## Source extract
***

A worker of the Venezuelan state oil company PDVSA waves an Iranian flag as the Iranian-flagged oil tanker Fortune docks at the El Palito refinery in Puerto Cabello, in the northern state of Carabobo, Venezuela, on May 25, 2020. (Photo by AFP)

Venezuelan President Nicolas Maduro has thanked Iran for sending three oil tankers to his energy-hungry and sanction-hit nation while slamming the US for disrupting international fuel shipments headed to the Latin American country.  

During a speech held in Caracas, Maduro thanked Leader of Islamic Revolution Ayatollah Seyyed Ali Khamenei, the people of Iran and the government of President Hassan Rouhani for "their availability, their solidarity, [and] their courage, which has allowed three ships to arrive to Venezuela with gasoline and supplies for the recovery of the refineries.”

Maduro also criticized the US government for having persecuted for more than a year all the ships and imports of supplies to produce gasoline in Venezuela.

“[The US government] has persecuted for more than a year all the ships, all the imports of supplies to produce gasoline in Venezuela. All the ships which were bringing in gasoline,” he said.

Maduro added that the situation reached its climax recently, in February and March, but stressed,” We have resisted with a plan, we have resisted for the fundamental services, but we have not been left alone in the resistance, we have gone to the battle on a counter-offensive to guarantee the people their supply of gasoline, and we are going to guarantee it.”

"Venezuela and the people of the world have the right to economic freedom, freedom of trade, to buy and sell everything we need in the world,” he added.

Three Iranian oil-laden ships have so far reached Venezuelan shores, and two other ships are expected to arrive on May 27 and June 1, according to local sources.

***

## Stated exercise 1
Decide whether each statement agrees with the article on Iranian tankers reaching Venezuela, answering yes or no and quoting the deciding words: (a) Maduro thanked Iran for sending three oil tankers; (b) the tanker Fortune docked at a refinery in Caracas; (c) two further ships were expected on May 27 and June 1.
## Stated exercise 2
According to the article on Iranian tankers reaching Venezuela, in which months did Maduro say the situation reached its climax?
## Stated exercise 3
From the article on Iranian tankers reaching Venezuela, reproduce the part that opens with the words containing "Maduro added that" and closes with "to local sources.".

## Dataset entries
***

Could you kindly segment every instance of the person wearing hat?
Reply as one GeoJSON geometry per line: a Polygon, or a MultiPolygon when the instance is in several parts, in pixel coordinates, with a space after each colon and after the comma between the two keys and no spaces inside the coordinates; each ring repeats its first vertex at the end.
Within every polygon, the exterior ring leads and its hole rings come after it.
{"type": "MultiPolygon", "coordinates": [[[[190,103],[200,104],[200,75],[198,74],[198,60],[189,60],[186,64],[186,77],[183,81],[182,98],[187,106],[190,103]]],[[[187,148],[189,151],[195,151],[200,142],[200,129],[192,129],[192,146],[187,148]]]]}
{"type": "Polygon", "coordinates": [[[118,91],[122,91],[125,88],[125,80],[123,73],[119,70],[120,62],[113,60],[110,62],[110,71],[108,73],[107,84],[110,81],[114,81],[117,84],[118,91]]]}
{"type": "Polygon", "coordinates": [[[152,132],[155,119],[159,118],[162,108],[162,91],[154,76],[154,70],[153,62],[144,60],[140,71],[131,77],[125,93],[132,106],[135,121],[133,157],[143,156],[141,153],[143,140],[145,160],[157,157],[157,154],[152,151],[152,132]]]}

***

## Complete answer 1
(a) Yes: "Venezuelan President Nicolas Maduro has thanked Iran for sending three oil tankers to his energy-hungry and sanction-hit nation"
(b) No: "docks at the El Palito refinery in Puerto Cabello, in the northern state of Carabobo, Venezuela"
(c) Yes: "two other ships are expected to arrive on May 27 and June 1"

## Complete answer 2
February and March.

## Complete answer 3
Maduro added that the situation reached its climax recently, in February and March, but stressed,” We have resisted with a plan, we have resisted for the fundamental services, but we have not been left alone in the resistance, we have gone to the battle on a counter-offensive to guarantee the people their supply of gasoline, and we are going to guarantee it.”

"Venezuela and the people of the world have the right to economic freedom, freedom of trade, to buy and sell everything we need in the world,” he added.

Three Iranian oil-laden ships have so far reached Venezuelan shores, and two other ships are expected to arrive on May 27 and June 1, according to local sources.